Selected passage:

▽

Stuff left on the steps eventually turns invisible
It’s Valentine’s Day and you forgot again, didn’t you? She was expecting candy or flowers or a card or at least something. Boy, are you in trouble!
Here’s some advice from your ol’ Uncle Burtie — tell her you left it right there on the steps. Of course, you’ll want to actually slip something on the stairs first.
If you tell her it’s been right there in plain sight on the stairs for months, she’ll be forced to believe you, because nobody ever sees anything that was left on the steps.
(Do not try this with flowers — fresh posies are a dead giveaway, by which I mean you’re dead.)
Steps are perhaps nature’s greatest master of disguise. Chameleons can only change colors, and their range is limited. The octopus not only changes colors, but textures as well.
But stuff left on the steps simply turns invisible. Stairs to the family are like refrigerators to husbands — nobody sees anything. No matter how many people run up the steps, not a single person will scoop up the item and take it upstairs where it belongs.
Instead, the upstairs denizens will bellow from their rooms, “Where are my shoes?” “Who hid my hairbrush?” and “Someone stole Fluffy!”
At which point, someone downstairs, usually a mother who has had it up to here, will snap, “It’s on the stairs! You clomped right by it 100 times. Pick up your stuff and put it away!”
I don’t know who invented the put-it-on-the-steps-for-the-next-person-to-take-upstairs method of housekeeping. It’s never worked. But some domicile dwellers keep trying.
Most American households are loaded with invisible stuff on the steps at least two-thirds of the way up the stairs.
The most common of these is laundry. If you are a guest in someone’s home and can’t find a towel in the upstairs bathroom, there’s a pile of them neatly folded on the stairs. Feel around until you find them.
While you’re grabbing the towels, be kind — take the row of washcloths on the next step with you. For decorum’s sake, you probably ought to ignore the socks and underwear on four or five of the other steps.
It’s not polite to go through your host’s dresser drawers, even if you are putting invisible laundry away where it can be seen.
A friend of mine creates beautiful place settings on a gorgeous antique table in her dining room. No matter when I pop in, there’s nothing on the table except a fancy tablecloth, elegant plates and silverware, and seasonal decorations.
It’s scary. At any other home I’ve ever visited, the table is a magnetic force that draws any random object within 50 feet to fill any available space. A typical household staircase boasts 12 to 15 steps. That’s 12 to 15 flat surfaces that nature itself says must be filled.

△

Aim of the exercise:
Rewrite the piece about stuff left on the steps from "Stuff left on the steps eventually" to "the stairs first.", with "candy" replaced by "chocolates".

Data block:
▽

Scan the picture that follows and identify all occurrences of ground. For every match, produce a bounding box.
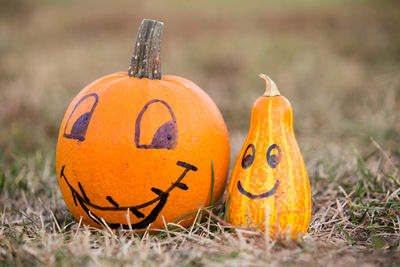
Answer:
[0,0,400,266]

△

Result of the exercise:
Stuff left on the steps eventually turns invisible
It’s Valentine’s Day and you forgot again, didn’t you? She was expecting chocolates or flowers or a card or at least something. Boy, are you in trouble!
Here’s some advice from your ol’ Uncle Burtie — tell her you left it right there on the steps. Of course, you’ll want to actually slip something on the stairs first.